§ **Supplied text**

Cromwell Workflow Manager and WDL Workflows

This page should get you started using using the Cromwell workflow manager from the Broad as well as useful tidbits and links regarding WDL based workflows at the Fred Hutch. If you have questions about what Cromwell is, how it might help you or to get started, feel free to email Amy Paguirigan (Senior Staff Scientist), apaguiri. For support or to ask questions and get help troubleshooting, please also see our #workflow-managers channel in the FH-Data Slack workspace. You can get started running Cromwell at Fred Hutch using this Data Science Lab guide: Developing WDL Workflows, and there are example workflows to get you started in this GitHub repo and the wider list of Fred Hutch WDL workflow repo’s.

What Is Cromwell?

Cromwell is a software tool that can be used to coordinate and streamline the actual running of bioinformatic (or other analytic) workflows. It is the software that underlies the Broad Institute’s Terra platform. It’s one of several tools and platforms that are able to run workflows written in the WDL language, including miniWDLfrom the Chan-Zuckerburg initiative, DNANexus, and other emerging tools.

Abstracting Storage and Computing Details

At the Hutch, we have many resources for data storage, software installations and high performance computing available to researchers, which themselves are evolving. Using a workflow manager that is configured specifically to the types of data storages available at an institution can provide the benefits of “abstracting” or hiding some degree of the logistics involved with actually accessing those data for use in an analysis from the user.

For instance, beyond data storage in our local file system, researchers now have the ability to store data in AWS S3 storage. Accessing those data for the purposes of using them in workflows requires slightly different knowledge and mechanisms of retrieval (e.g. knowledge of how to use the AWS CLI). By providing one configuration (or set of instructions for accessing data) for Cromwell that is tailored to what is available at the Hutch, any individual researcher can use Cromwell as an interface to their data, wherever they may be stored. This intermediate tool then reduces the amount of time and effort on the part of the researcher in understanding the data storage flavor of the day, allowing them to focus more on their data and their analyses.

An even more valuable benefit exists for high performance computing resources. When Cromwell is used as an intermediary, the backend configurations (or instructions for how to send jobs to HPC resources) can be defined once for all those resources currently available to Hutch users (such as our local SLURM cluster or AWS Batch for cloud computing). This means that individual users do not have to become SLURM or AWS Batch experts in order to be able to run jobs on them. They instead can focus on building their workflow and analyzing their results.

§ **Data provided**
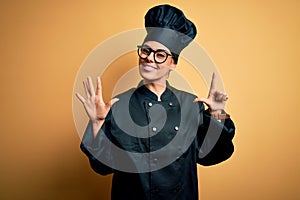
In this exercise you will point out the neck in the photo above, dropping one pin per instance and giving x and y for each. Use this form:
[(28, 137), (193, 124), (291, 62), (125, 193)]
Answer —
[(156, 88)]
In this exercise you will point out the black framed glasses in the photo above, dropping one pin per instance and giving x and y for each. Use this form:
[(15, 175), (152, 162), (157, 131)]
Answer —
[(160, 55)]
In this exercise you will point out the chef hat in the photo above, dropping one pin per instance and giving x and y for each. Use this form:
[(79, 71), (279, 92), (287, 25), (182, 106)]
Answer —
[(169, 26)]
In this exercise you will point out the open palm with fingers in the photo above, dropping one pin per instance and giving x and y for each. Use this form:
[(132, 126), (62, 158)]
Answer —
[(94, 105)]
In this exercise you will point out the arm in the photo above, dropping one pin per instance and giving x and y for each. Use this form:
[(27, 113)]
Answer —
[(214, 140), (215, 134), (93, 144)]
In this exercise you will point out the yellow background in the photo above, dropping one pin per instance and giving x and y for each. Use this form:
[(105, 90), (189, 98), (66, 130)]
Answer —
[(255, 45)]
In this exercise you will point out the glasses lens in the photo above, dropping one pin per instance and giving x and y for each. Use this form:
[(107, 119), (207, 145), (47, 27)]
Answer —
[(160, 56), (144, 52)]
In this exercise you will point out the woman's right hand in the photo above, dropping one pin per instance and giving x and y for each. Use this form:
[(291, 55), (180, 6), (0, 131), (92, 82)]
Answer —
[(94, 105)]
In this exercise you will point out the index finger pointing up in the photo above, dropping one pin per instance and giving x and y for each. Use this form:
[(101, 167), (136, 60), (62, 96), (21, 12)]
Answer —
[(98, 88), (213, 83)]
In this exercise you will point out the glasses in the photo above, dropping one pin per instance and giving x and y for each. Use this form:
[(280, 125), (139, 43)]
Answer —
[(160, 55)]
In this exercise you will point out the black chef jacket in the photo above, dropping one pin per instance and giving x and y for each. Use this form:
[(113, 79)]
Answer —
[(178, 179)]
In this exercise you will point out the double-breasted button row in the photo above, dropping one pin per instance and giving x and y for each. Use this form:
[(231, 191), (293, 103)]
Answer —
[(151, 104)]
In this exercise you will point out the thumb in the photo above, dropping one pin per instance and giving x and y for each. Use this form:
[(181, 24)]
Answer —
[(203, 100), (111, 102)]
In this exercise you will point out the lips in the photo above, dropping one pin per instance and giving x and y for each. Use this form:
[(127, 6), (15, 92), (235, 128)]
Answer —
[(149, 68)]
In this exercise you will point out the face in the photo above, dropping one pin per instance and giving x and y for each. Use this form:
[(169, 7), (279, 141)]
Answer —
[(151, 71)]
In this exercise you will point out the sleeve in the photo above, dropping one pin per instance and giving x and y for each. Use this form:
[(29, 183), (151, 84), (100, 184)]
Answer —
[(97, 149), (214, 139)]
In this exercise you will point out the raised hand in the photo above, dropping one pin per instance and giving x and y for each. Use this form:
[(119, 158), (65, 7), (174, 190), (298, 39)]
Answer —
[(94, 105), (216, 100)]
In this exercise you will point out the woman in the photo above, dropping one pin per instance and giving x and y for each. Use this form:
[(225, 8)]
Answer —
[(152, 137)]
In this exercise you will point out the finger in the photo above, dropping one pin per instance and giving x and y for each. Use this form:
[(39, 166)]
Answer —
[(99, 87), (111, 102), (86, 89), (213, 83), (80, 98), (91, 86)]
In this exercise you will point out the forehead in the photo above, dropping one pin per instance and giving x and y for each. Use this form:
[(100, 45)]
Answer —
[(156, 45)]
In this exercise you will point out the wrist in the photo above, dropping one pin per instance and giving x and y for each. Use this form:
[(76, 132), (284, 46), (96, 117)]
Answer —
[(218, 114)]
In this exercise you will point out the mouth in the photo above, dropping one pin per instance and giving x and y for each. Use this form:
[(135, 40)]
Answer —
[(149, 68)]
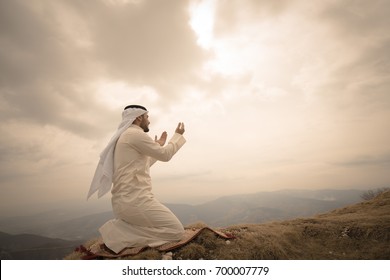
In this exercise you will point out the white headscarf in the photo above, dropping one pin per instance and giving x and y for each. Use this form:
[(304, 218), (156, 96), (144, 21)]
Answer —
[(102, 180)]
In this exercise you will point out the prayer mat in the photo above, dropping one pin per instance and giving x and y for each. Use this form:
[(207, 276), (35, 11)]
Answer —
[(100, 250)]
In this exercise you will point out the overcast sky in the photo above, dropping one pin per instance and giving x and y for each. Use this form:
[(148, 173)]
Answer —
[(274, 94)]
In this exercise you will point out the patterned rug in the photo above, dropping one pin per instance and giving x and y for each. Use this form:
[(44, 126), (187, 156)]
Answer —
[(100, 250)]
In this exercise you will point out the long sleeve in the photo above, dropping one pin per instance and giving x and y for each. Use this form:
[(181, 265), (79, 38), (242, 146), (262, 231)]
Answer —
[(147, 146)]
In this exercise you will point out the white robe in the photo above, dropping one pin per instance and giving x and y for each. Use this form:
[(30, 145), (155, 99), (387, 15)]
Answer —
[(140, 220)]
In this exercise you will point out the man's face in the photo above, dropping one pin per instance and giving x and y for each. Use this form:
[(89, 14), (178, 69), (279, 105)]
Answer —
[(145, 122)]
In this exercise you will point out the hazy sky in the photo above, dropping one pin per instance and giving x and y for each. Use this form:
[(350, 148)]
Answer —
[(274, 94)]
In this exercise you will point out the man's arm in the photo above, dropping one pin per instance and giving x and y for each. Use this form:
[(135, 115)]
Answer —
[(151, 148)]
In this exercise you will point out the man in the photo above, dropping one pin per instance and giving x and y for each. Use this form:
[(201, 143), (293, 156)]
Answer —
[(140, 219)]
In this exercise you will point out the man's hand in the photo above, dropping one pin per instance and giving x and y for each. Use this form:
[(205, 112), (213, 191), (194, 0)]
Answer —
[(180, 128), (162, 140)]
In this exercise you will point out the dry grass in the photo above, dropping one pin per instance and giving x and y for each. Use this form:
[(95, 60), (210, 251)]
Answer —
[(360, 231)]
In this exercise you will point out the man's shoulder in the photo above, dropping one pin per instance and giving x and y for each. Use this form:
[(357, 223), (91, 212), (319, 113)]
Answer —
[(132, 132)]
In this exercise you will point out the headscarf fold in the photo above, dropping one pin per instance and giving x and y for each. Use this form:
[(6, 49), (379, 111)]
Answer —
[(102, 180)]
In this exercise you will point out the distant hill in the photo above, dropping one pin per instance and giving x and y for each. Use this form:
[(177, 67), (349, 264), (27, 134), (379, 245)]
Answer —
[(354, 232), (33, 247), (235, 209)]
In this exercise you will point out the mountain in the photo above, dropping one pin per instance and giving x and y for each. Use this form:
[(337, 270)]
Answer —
[(247, 208), (34, 247), (360, 231)]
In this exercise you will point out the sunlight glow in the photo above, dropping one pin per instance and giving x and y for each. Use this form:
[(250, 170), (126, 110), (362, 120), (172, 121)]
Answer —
[(202, 21)]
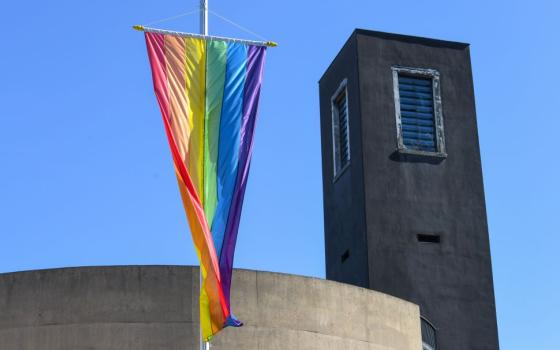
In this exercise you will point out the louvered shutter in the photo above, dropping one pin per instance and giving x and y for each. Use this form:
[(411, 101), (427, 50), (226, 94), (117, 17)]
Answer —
[(417, 113), (341, 104)]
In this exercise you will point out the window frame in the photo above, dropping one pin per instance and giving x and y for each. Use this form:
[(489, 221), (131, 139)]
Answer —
[(426, 346), (434, 75), (343, 86)]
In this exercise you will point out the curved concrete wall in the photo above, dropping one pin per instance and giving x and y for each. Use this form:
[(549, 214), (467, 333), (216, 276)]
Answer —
[(156, 307)]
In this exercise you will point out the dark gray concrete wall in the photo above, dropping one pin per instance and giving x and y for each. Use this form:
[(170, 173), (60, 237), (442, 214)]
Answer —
[(410, 195), (343, 202), (156, 307)]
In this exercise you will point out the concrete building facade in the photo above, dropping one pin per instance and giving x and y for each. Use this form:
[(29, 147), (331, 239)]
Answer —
[(404, 201), (156, 308)]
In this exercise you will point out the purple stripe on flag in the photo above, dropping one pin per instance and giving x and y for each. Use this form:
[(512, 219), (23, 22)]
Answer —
[(255, 63)]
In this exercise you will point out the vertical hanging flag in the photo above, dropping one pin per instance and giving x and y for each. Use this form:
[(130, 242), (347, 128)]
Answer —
[(208, 92)]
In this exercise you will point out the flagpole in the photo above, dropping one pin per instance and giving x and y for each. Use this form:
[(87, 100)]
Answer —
[(204, 31)]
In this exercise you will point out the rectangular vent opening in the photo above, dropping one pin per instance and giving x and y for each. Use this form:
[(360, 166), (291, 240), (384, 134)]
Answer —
[(417, 113), (428, 238), (345, 256)]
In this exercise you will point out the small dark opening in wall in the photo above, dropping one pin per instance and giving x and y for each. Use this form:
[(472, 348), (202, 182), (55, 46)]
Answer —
[(427, 238), (345, 256)]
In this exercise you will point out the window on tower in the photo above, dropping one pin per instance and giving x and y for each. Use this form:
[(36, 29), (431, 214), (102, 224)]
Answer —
[(418, 111), (340, 130), (428, 335)]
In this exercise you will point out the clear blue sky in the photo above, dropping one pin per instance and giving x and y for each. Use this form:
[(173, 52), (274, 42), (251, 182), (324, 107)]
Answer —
[(86, 177)]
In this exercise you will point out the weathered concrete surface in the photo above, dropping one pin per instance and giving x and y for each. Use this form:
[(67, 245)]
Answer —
[(376, 209), (156, 307)]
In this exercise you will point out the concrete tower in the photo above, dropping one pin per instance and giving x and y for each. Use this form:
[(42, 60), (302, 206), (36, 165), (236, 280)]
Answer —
[(404, 201)]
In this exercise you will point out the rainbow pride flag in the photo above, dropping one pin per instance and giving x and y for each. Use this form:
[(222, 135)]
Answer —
[(208, 92)]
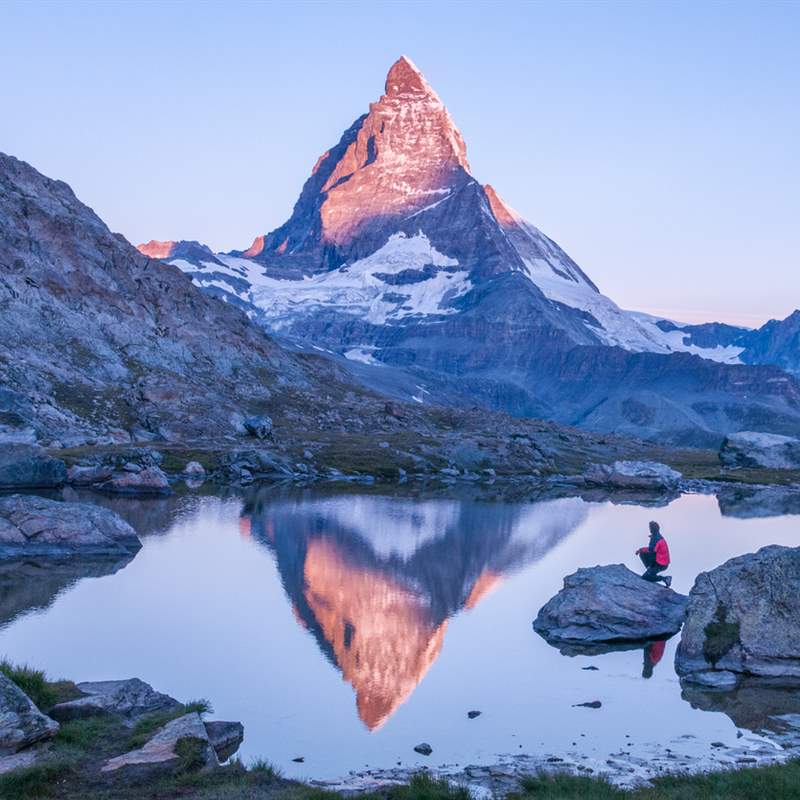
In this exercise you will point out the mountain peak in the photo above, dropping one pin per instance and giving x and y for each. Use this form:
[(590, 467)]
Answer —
[(404, 77)]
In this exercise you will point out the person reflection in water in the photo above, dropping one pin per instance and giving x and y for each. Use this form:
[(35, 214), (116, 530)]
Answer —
[(655, 556), (652, 655)]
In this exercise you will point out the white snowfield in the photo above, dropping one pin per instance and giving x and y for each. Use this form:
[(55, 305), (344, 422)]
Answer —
[(360, 289)]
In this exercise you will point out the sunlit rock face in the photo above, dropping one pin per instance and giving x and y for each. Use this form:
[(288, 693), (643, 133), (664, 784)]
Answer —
[(375, 580), (431, 288)]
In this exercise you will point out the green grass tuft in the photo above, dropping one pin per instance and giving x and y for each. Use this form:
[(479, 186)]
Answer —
[(33, 682)]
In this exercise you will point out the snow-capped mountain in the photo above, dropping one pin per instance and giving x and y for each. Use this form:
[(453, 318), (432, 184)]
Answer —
[(395, 256)]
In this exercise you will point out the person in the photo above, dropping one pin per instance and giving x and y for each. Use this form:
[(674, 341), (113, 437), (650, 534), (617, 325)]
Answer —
[(653, 653), (655, 556)]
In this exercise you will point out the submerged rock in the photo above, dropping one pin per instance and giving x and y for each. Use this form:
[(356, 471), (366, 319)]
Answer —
[(609, 604), (35, 526), (21, 723), (130, 698), (634, 475), (743, 619), (28, 467), (760, 450), (225, 737)]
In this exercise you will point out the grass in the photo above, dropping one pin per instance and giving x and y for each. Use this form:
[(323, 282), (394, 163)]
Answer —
[(44, 693), (36, 782), (778, 782)]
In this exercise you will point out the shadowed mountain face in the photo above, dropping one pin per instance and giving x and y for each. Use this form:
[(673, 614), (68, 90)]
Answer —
[(375, 580), (397, 261)]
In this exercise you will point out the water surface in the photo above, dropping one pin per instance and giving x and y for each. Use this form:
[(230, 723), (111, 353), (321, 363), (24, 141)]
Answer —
[(347, 629)]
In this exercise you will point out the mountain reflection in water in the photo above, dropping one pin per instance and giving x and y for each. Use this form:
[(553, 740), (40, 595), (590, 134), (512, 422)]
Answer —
[(375, 580)]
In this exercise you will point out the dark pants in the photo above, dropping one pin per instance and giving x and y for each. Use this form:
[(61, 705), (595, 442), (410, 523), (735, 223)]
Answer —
[(651, 573)]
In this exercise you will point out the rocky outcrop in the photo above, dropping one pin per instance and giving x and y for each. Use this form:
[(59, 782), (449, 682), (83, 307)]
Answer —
[(608, 604), (21, 723), (131, 698), (751, 502), (150, 480), (35, 526), (760, 450), (225, 737), (165, 745), (645, 476), (27, 467), (743, 620)]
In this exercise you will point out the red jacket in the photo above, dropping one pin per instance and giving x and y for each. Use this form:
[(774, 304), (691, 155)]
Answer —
[(662, 552)]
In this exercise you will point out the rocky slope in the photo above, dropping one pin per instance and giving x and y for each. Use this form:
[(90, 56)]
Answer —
[(399, 263), (101, 345)]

§ **Tasks**
1/ Reproduce the stretch of the Cromwell page from "Cromwell Workflow Manager and" through "What Is Cromwell?" word for word.
2/ Do these statements agree with the Cromwell page? Answer yes or no for each, quoting the words of the page that settle it. (a) Cromwell is the software behind the Broad Institute's Terra platform. (b) Users have to become SLURM experts before they can run jobs on the cluster. (c) Cromwell is the only tool able to run workflows written in WDL.
The lines come from a separate source.

§ **Answers to the problems**
1/
Cromwell Workflow Manager and WDL Workflows

This page should get you started using using the Cromwell workflow manager from the Broad as well as useful tidbits and links regarding WDL based workflows at the Fred Hutch. If you have questions about what Cromwell is, how it might help you or to get started, feel free to email Amy Paguirigan (Senior Staff Scientist), apaguiri. For support or to ask questions and get help troubleshooting, please also see our #workflow-managers channel in the FH-Data Slack workspace. You can get started running Cromwell at Fred Hutch using this Data Science Lab guide: Developing WDL Workflows, and there are example workflows to get you started in this GitHub repo and the wider list of Fred Hutch WDL workflow repo’s.

What Is Cromwell?

2/
(a) Yes: "It is the software that underlies the Broad Institute’s Terra platform."
(b) No: "individual users do not have to become SLURM or AWS Batch experts in order to be able to run jobs on them."
(c) No: "It’s one of several tools and platforms that are able to run workflows written in the WDL language"